QUOTED TEXT:
The requisite substrate was prepared as shown in Scheme 17.9. Sequential alkylations of 2-nitrophenylacetate 22 gave product 23, which had a quaternary carbon. A reduction–oxidation sequence afforded aldehyde 24, and an aldol reaction with tert-butyl propionate, followed by oxidation with Dess–Martin periodinane, gave ketoester 26. Cleavage of the tert-butyl group with trifluoroacetic acid (TFA) and subsequent decarboxylation by heating in toluene produced the requisite ketone 27.
Unfortunately, treatment of ketone 27 with sodium tert-butoxide in DMSO did not produce the desired nitrone; however, a reaction with sodium hydroxide in diluted methanol (1.25 mM) produced nitrone 28 in 71% yield, accompanied by the formation of N-hydroxyindolinone 29 in 17% yield (Scheme 17.10). Interestingly, when the reaction was run at a higher concentration (12.5 mM), nitrone 28 was only obtained in 8% yield and N-hydroxyindolinone 29 was obtained in 65% yield instead.

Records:
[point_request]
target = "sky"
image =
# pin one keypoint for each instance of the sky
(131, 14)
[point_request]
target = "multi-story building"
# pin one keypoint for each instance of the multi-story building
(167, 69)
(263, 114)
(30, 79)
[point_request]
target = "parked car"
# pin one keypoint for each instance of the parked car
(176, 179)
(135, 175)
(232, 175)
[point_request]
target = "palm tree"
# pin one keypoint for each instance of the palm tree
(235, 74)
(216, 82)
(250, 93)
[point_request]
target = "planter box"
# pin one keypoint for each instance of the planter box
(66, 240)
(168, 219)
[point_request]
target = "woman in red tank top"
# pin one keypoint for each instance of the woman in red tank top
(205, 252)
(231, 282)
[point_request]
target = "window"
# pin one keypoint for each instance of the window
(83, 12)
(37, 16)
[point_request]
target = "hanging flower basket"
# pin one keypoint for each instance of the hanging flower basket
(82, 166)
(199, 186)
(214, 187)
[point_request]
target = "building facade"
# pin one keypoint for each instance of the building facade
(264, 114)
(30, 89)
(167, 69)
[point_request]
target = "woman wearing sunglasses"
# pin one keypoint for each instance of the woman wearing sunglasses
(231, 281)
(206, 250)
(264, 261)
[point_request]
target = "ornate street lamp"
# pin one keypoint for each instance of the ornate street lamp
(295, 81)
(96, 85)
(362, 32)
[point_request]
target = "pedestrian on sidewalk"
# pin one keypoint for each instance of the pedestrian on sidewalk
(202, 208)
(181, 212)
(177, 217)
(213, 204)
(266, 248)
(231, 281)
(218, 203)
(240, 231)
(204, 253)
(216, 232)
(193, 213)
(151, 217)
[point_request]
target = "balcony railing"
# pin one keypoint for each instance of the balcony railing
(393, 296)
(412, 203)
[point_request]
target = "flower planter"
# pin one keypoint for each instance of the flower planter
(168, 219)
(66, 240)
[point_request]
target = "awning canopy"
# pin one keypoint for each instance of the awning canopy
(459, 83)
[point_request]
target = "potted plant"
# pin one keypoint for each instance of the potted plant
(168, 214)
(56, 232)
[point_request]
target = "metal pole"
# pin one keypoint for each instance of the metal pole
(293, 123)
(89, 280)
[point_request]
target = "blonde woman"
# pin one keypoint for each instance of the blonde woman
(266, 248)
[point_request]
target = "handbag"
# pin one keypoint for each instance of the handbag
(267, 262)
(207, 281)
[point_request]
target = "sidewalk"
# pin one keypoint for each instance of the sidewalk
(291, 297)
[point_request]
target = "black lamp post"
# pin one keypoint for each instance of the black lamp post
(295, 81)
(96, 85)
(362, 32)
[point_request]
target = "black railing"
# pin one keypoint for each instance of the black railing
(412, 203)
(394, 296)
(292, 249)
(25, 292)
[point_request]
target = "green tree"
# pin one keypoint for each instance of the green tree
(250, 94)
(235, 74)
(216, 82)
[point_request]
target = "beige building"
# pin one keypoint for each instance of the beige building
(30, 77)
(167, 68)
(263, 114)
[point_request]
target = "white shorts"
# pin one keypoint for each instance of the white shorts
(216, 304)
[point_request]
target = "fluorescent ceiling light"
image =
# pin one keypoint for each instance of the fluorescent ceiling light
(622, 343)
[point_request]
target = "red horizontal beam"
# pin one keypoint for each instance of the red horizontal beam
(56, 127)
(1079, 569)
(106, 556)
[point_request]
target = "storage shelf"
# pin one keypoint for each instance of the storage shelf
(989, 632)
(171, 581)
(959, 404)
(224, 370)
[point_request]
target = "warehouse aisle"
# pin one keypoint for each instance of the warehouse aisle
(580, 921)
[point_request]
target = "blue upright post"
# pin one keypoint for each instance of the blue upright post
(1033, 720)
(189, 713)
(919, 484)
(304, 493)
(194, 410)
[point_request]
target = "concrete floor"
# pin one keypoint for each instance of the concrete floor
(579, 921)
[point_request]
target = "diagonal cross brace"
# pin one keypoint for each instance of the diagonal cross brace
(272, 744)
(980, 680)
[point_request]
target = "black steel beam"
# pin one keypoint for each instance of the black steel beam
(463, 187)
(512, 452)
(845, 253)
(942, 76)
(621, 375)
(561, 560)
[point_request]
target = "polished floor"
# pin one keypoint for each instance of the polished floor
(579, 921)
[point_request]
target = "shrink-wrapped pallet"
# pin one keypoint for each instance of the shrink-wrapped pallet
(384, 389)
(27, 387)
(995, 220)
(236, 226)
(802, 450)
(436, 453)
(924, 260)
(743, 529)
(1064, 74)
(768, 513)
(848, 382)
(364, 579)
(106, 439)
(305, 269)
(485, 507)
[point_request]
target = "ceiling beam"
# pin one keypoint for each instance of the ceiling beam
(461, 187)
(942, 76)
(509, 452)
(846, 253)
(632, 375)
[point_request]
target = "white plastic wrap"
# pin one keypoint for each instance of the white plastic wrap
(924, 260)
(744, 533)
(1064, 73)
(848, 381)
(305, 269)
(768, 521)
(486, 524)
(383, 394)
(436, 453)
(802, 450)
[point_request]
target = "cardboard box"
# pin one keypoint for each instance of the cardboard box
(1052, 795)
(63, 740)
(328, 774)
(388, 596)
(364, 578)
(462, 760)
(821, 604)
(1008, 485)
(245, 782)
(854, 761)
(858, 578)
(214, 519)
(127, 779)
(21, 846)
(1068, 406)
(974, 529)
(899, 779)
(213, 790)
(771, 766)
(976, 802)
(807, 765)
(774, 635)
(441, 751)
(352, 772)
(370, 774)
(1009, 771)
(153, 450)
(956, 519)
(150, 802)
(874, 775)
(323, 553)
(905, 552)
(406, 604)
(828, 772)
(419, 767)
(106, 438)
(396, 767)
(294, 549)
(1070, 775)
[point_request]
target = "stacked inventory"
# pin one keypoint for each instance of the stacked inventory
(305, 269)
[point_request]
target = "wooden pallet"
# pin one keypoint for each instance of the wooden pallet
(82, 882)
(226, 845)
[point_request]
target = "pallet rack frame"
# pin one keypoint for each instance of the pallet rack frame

REQUEST 1:
List every compound that the passage on the nitrone synthesis identifies by a number, giving each number with the name the passage attaches to it.
REQUEST 2:
Pick up the passage on the nitrone synthesis after its last sentence and carry it forward.

FINAL ANSWER 1:
- 22: 2-nitrophenylacetate
- 23: product (with a quaternary carbon)
- 24: aldehyde
- 26: ketoester
- 27: ketone
- 28: nitrone
- 29: N-hydroxyindolinone

FINAL ANSWER 2:
17.5 Closer Consideration of the Reaction Mechanism
The results presented in Sect. 17.4 indicate that the enolate is capable of reacting with a nitro group. How does this reaction between the enolate and nitro group occur? There are two possible positions for the reaction of a nitro group with a nucleophile: N-attack or O-attack (Scheme 17.11). Although not fully conclusive, according to the reported results, O-attack, which occurs via single-electron transfer followed by coupling of the resultant radical and radical anion, is likely [20,21,22]. In our cases, the O-attack produces seven-membered intermediate 32, which is converted into α-hydroxyketone X with a nitroso group. For the further transformation of X, the nitroso aldol reaction, involving nucleophilic attack of the nitroso group by enolate 33 derived from the α-hydroxyketone under basic conditions, is a possible pathway. Subsequent elimination of a hydroxy group leads to the nitrone. However, deuteration experiments, in which α-hydroxyketone 34 was reacted under the same conditions for nitrone formation in methanol-d4, showed that formation of the enolate occurred only partially. This result indicates that the aforementioned nitroso aldol reaction is not a major pathway for forming the nitrone. Another plausible mechanism involves a hydride shift from the alkoxide to the nitroso group, forming 1,2-diketone 35 having a hydroxylamine moiety, whose condensation with the carbonyl group produces the nitrone.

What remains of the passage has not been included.